··· READING PASSAGE ···

A while back I had found a bunch of little solar cells on Ebay for cheap. I hadn’t really looked at them or tested them in any real way but today I wanted to see if they could power even a small project. As it turns out, I would require a great number of them in order to make even an LED light up (Assuming no capacitor or storage device). Since the sun was going down, I needed a constant source of light so I used my desk lamp. Here are the comparisons.
Those are the units I bought. I think I got like 30 for $10 or something. relatively cheap, but not really. I was expecting some decent performance, which I got, but not nearly as much as I expected.
This is the competitor. It’s the old Archer 6-12V solar cell pack. It’s quite old (25 years), the lens is dirty but it still works quite well.
And here is the test cell/array that I soldered together.
Now, keep in mind that this was all done with a desk lamp. I maintained a certain distance from the bulb and only used the maximum measurement received by moving the panel around. Also given are comparitive measurements for the overall visible area exposed to light.
|Old Archer Panel||Cheapy EBay panel|
|Measured Amperage||305 uA||628 uA|
|Calculated Watts||1.6 mW||.1 mW|
|Measured Area||14.05 Sq.in.||1.6524 Sq.in.|
|Cell Sizes||.788in x .563in||1.063in x .433in|
|mW per Sq.in.||.113mW per sq.in||.06 mW per sq.in|
That all being said,you could still run quite a few little things at that low current rating if you were to link together all of the cells for whatever reason. unfortunately, nothing that I want to do could use them. So the lesson for the day is “Quality over Quantity”
Also, as an aside, here’s my new Agilent U1271A multimeter. Works like a dream!!!
Perhaps tomorrow or someday I’ll give figures for sunlit voltages/amperages.

··· INFORMATION SUPPLIED ···

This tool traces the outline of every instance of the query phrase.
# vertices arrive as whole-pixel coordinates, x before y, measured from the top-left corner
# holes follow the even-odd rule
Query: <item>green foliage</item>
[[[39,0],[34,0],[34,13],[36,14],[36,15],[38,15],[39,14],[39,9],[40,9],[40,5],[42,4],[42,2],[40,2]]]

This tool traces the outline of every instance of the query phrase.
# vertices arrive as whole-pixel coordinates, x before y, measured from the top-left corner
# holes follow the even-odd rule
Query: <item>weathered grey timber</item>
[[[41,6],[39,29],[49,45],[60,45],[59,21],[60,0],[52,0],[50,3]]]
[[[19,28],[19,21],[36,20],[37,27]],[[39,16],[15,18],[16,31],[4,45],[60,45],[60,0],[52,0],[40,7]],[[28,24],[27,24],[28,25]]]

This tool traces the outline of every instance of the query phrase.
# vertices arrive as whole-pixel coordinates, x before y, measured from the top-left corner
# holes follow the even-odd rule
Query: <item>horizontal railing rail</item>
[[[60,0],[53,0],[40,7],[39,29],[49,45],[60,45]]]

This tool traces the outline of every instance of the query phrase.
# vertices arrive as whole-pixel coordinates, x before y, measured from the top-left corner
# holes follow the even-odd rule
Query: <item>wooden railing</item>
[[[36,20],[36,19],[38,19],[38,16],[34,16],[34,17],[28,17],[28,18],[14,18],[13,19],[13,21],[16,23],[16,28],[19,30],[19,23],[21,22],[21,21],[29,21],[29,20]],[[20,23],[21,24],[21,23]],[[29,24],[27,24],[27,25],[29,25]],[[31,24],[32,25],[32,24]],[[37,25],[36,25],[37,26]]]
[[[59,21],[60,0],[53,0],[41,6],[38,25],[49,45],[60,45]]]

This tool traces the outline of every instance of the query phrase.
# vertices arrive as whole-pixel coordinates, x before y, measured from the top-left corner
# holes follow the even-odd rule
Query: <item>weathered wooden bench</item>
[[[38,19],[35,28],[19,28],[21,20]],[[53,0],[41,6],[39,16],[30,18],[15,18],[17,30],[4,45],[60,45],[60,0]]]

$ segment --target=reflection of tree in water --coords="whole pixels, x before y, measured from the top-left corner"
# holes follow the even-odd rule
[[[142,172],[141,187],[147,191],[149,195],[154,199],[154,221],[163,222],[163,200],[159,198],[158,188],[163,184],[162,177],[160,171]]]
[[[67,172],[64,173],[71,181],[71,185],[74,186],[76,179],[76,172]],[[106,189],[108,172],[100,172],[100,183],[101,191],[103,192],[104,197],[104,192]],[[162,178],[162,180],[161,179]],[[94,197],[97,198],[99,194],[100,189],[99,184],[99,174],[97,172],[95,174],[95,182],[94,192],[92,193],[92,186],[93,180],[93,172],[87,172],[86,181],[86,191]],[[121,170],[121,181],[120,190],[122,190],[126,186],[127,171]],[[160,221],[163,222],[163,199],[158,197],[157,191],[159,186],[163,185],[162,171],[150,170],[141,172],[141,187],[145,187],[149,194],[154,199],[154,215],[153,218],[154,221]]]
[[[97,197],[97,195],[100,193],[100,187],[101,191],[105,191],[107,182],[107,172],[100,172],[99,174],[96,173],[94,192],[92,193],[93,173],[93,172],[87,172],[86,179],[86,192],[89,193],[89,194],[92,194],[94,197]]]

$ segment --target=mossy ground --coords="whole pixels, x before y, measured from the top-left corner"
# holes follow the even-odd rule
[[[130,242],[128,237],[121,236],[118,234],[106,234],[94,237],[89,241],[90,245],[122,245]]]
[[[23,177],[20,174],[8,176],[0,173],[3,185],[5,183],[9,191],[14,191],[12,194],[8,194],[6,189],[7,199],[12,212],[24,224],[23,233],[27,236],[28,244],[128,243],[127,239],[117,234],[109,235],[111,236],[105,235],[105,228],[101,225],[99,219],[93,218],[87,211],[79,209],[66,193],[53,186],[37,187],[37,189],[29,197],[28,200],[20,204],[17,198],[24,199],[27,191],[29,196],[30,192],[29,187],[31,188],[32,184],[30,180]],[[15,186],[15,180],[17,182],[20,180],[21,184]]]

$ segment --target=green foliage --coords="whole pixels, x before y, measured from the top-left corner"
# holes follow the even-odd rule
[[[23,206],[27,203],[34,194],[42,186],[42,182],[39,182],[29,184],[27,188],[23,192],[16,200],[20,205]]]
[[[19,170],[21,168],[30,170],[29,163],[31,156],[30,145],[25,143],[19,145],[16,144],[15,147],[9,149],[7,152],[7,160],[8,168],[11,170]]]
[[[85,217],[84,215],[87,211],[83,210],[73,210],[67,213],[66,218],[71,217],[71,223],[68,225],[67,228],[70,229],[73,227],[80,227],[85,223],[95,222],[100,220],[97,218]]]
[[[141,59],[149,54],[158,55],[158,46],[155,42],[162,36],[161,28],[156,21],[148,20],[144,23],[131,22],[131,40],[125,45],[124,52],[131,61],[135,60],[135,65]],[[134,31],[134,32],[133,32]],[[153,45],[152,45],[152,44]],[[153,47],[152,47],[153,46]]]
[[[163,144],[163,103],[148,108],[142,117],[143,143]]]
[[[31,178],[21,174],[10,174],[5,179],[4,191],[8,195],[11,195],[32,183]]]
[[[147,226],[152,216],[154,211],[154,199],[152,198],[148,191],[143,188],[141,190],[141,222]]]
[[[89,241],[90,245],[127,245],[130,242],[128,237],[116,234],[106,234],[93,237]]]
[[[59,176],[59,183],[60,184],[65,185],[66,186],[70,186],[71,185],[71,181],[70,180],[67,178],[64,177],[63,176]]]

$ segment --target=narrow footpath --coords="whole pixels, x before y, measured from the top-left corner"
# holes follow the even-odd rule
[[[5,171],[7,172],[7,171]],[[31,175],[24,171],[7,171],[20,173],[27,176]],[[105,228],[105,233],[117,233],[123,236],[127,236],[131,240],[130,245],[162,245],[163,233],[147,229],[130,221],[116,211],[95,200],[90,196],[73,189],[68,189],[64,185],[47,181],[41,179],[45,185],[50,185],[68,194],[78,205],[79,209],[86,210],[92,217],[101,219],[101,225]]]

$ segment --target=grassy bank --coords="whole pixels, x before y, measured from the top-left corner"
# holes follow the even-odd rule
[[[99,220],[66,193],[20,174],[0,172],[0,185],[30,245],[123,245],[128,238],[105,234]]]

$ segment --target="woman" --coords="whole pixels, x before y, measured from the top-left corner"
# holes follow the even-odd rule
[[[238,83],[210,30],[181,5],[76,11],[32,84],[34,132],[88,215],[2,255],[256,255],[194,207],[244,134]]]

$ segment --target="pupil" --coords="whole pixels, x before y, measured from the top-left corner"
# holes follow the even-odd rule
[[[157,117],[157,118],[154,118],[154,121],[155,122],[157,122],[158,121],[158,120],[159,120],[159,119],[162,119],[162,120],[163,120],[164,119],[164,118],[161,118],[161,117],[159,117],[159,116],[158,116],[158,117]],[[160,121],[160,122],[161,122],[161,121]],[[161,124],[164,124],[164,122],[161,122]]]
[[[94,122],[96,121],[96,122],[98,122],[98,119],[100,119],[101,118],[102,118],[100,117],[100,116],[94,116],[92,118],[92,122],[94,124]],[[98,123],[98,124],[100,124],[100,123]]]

···

# AIM OF THE TASK:
Print out everything in the solar cell passage from "A while back" down to "works quite well.". The entries have no connection to the solar cell passage.

# EXERCISE ANSWER:
A while back I had found a bunch of little solar cells on Ebay for cheap. I hadn’t really looked at them or tested them in any real way but today I wanted to see if they could power even a small project. As it turns out, I would require a great number of them in order to make even an LED light up (Assuming no capacitor or storage device). Since the sun was going down, I needed a constant source of light so I used my desk lamp. Here are the comparisons.
Those are the units I bought. I think I got like 30 for $10 or something. relatively cheap, but not really. I was expecting some decent performance, which I got, but not nearly as much as I expected.
This is the competitor. It’s the old Archer 6-12V solar cell pack. It’s quite old (25 years), the lens is dirty but it still works quite well.